[Study text]
──────

A student would like to know which of two possible routes is faster for the daily trips to school. Route 1 is shorter but has many traffic lights. Route 2 is a little longer but doesn’t have traffic lights. Each morning, a coin flip will be used to determine the route taken to school. The time it takes for the commute will be measured with a stopwatch. After approximately 15 trials on each route, the average time for each will be compared.
| Research Design Table | |
|---|---|
| Research Question: | |
| Type of Research | Observational Study Observational Experiment Manipulative Experiment |
| What is the response variable? | |
| What is the parameter that will be calculated? | Mean Proportion |
| List potential confounding variables. | |
| Grouping/explanatory Variable (if present) | Levels: |
- Many parents believe that their small children get a bit hyperactive when they eat or drink sweets (candies, sugary sodas, etc.), and so do not let their kids have such things before nap time, for example. A pediatrician at Euphoria State University Teaching Hospital [ESUTH] thinks instead that it is the parents’ expectations about the effects of sugar which cause their children to become hyperactive, and not the sugar at all.

──────

[Listed entries]
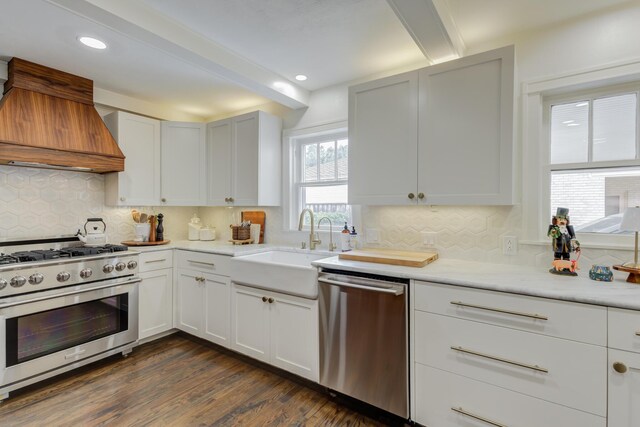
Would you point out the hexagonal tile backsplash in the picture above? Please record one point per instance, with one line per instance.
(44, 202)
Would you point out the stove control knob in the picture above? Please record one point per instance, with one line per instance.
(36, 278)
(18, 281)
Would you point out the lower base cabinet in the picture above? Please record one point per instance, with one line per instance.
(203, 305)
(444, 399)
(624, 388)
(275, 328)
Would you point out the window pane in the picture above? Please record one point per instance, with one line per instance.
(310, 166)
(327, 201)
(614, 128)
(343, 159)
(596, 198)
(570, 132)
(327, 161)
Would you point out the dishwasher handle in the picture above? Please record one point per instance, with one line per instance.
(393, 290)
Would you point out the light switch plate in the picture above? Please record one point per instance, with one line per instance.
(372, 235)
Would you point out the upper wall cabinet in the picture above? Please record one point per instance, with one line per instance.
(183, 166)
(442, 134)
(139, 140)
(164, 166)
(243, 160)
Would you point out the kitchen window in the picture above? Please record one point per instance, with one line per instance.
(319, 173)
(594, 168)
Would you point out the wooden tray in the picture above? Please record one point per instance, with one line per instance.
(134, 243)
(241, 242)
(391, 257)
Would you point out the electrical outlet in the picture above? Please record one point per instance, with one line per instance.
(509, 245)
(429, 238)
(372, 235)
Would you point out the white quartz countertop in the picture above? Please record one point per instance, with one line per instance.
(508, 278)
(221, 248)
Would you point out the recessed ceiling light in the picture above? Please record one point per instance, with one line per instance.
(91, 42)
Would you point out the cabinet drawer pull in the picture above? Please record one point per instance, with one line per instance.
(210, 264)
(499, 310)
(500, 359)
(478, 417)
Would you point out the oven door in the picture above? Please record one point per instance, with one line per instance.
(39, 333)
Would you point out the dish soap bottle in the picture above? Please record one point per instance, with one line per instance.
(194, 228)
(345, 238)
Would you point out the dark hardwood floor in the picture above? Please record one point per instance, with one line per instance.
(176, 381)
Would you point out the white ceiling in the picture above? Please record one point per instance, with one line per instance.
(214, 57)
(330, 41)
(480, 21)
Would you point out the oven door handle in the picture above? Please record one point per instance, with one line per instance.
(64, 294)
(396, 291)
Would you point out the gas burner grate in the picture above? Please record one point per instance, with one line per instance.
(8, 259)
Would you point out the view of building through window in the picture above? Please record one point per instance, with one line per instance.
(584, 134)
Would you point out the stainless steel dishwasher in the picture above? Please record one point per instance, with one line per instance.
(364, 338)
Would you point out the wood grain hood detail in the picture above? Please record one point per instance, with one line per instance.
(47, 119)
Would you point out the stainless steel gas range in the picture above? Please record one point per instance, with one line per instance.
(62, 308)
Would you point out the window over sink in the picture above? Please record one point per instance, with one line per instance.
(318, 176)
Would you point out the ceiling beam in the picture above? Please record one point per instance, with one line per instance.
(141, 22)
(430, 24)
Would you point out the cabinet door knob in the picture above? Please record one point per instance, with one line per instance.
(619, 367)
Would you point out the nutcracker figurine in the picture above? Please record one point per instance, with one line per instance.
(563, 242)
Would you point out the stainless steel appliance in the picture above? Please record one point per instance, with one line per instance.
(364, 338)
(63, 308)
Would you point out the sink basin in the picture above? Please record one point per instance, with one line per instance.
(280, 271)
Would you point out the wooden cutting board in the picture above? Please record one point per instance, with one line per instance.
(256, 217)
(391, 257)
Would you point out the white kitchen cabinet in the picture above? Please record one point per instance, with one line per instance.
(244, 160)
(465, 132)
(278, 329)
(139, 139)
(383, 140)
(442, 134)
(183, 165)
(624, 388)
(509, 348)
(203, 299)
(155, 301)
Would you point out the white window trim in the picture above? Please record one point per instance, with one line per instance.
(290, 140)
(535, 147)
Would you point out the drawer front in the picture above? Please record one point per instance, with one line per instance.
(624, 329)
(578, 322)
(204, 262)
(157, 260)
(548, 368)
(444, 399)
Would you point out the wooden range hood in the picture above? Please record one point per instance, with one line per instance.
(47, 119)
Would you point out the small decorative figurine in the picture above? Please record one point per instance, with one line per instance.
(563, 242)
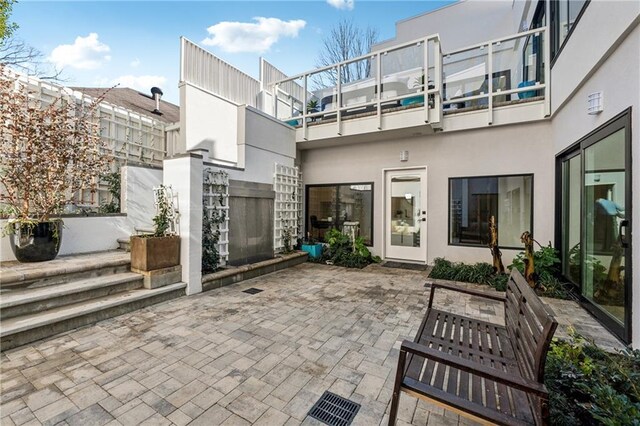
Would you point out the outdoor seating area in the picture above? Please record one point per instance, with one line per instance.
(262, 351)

──────

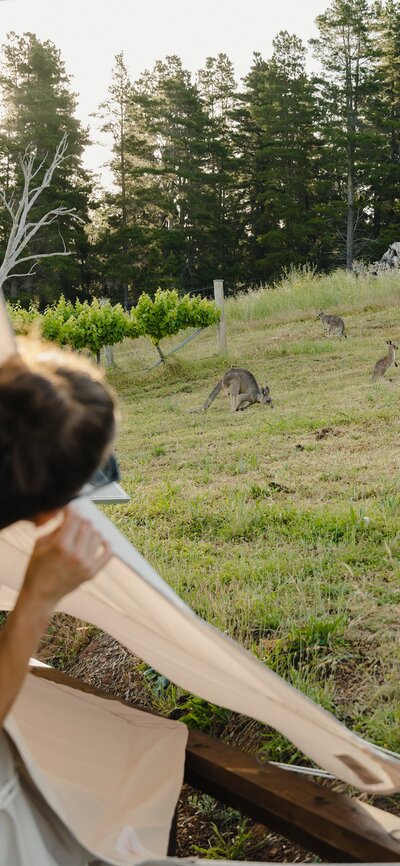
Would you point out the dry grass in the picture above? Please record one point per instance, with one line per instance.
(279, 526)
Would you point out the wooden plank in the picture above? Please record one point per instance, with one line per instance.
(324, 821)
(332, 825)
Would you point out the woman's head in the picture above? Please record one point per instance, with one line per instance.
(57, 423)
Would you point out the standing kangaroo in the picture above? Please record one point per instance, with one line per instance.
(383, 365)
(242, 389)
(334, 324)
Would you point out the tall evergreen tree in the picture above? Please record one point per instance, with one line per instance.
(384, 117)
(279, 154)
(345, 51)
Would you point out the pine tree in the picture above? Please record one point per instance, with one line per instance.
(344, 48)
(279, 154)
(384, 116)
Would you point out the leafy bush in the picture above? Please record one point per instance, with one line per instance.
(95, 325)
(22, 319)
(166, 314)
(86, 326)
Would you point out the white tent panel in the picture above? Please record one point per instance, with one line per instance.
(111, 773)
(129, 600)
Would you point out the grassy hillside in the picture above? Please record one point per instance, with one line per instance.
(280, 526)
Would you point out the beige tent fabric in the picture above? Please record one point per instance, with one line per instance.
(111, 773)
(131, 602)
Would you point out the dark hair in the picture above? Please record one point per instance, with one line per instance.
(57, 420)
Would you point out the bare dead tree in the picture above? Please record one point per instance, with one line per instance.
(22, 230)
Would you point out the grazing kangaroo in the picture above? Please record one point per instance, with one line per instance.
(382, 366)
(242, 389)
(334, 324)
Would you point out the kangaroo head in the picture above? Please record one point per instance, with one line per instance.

──────

[Aim of the task]
Transcribe the research design text above word for word, starting with "A student would" and going on through "will be compared.".

[Exercise output]
A student would like to know which of two possible routes is faster for the daily trips to school. Route 1 is shorter but has many traffic lights. Route 2 is a little longer but doesn’t have traffic lights. Each morning, a coin flip will be used to determine the route taken to school. The time it takes for the commute will be measured with a stopwatch. After approximately 15 trials on each route, the average time for each will be compared.